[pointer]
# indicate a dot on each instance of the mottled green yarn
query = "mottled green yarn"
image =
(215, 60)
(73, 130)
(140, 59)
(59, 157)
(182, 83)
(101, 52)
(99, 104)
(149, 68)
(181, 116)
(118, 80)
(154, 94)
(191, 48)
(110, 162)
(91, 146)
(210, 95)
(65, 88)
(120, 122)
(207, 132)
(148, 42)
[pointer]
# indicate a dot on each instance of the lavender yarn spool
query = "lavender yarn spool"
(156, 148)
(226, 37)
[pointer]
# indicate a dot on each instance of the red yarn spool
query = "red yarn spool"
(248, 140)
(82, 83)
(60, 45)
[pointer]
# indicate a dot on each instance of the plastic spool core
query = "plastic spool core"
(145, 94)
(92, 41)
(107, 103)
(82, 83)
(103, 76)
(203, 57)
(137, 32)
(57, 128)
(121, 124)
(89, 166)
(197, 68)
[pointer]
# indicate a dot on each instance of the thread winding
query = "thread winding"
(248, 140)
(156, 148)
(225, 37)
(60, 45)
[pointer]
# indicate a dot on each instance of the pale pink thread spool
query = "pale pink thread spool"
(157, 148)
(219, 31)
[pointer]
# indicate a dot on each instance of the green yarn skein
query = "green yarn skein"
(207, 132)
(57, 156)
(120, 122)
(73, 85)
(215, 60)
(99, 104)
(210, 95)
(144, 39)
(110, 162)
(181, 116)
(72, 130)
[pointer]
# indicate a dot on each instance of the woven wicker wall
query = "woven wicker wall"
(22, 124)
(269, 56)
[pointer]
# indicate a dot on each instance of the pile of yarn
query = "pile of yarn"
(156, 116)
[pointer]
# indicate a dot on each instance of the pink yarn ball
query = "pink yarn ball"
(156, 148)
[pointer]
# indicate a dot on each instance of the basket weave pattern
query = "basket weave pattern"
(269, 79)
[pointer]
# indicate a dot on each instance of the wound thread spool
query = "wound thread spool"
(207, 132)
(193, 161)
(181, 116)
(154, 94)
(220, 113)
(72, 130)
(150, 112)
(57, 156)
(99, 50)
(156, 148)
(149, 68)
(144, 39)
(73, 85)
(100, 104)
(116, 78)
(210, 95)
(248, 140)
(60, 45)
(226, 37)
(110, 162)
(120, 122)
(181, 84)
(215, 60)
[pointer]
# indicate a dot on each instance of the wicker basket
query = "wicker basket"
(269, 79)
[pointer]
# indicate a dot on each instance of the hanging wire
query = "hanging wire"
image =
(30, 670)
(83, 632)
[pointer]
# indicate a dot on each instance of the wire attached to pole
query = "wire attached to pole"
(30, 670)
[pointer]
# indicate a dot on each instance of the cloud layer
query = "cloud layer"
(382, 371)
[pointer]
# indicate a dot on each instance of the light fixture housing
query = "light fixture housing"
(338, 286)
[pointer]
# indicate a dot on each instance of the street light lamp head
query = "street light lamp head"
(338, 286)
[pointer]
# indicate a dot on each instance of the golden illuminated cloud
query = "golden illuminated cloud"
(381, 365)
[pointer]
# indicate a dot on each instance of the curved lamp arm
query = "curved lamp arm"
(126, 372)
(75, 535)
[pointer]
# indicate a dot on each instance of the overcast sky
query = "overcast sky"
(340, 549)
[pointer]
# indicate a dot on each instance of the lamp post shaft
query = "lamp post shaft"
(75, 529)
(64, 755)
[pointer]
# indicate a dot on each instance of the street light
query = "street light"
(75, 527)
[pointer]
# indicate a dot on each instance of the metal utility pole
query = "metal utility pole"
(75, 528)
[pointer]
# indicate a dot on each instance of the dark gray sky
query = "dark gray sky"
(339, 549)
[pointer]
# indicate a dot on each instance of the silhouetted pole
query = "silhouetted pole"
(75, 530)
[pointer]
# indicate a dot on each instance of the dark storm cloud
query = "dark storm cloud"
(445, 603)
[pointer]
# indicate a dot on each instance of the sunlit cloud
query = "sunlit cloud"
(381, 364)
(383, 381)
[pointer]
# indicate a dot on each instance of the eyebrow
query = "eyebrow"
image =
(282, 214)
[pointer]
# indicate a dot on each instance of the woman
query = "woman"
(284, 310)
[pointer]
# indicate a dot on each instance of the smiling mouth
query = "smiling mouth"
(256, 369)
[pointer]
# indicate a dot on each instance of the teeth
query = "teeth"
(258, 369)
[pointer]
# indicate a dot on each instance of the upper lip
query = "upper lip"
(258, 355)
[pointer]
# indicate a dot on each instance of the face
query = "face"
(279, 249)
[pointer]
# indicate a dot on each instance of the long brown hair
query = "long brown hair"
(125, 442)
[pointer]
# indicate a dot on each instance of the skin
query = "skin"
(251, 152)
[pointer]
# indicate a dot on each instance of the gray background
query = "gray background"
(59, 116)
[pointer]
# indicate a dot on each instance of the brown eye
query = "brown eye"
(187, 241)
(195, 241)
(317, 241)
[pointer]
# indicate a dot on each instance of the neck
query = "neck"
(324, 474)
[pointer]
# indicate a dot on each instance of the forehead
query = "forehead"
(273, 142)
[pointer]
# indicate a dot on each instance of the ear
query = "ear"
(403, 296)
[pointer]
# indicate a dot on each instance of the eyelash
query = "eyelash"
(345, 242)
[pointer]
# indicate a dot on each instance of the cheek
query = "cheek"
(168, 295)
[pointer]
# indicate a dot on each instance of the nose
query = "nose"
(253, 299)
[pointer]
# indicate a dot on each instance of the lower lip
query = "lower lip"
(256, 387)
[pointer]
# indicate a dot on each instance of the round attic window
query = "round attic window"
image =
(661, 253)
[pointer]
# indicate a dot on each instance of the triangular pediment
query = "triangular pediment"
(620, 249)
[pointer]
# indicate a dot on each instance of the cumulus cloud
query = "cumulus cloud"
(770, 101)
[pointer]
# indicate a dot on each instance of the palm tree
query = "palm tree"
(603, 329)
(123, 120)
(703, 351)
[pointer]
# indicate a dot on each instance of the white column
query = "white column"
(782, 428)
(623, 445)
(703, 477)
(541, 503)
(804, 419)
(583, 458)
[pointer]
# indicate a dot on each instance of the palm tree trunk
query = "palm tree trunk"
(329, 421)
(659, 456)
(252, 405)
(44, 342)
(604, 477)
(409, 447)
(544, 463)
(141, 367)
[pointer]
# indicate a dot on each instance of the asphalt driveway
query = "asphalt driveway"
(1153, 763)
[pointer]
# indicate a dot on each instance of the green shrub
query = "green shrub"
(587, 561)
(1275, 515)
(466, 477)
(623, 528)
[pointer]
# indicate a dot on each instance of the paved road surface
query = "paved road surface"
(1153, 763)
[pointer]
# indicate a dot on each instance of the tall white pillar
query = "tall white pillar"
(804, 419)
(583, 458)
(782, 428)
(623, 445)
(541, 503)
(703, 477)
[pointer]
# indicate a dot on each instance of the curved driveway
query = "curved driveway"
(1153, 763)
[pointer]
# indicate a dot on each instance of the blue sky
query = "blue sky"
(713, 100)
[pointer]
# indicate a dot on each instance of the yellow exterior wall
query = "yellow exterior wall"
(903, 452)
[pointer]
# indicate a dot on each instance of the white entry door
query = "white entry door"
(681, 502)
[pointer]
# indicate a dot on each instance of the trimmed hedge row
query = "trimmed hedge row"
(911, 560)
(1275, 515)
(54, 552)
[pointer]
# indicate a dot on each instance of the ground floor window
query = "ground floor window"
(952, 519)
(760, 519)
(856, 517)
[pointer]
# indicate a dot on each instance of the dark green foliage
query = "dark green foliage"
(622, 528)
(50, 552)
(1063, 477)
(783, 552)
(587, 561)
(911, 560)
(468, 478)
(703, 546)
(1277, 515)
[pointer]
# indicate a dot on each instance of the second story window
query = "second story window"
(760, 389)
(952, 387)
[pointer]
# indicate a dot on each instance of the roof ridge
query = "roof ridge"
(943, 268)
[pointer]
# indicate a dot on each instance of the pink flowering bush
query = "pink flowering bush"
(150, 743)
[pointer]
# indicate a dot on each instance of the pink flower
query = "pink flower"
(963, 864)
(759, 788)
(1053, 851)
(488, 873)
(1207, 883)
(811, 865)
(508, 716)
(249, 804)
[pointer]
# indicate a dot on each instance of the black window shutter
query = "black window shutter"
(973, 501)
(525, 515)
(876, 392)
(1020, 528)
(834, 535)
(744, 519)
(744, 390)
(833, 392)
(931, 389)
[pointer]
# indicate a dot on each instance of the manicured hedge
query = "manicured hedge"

◇ ◇ ◇ ◇ ◇

> _PROBLEM_: Pull out each line above that contains the string "fixture". Case counts.

> _EXERCISE RESPONSE_:
# indicate a dot on each instance of the light fixture housing
query = "light fixture housing"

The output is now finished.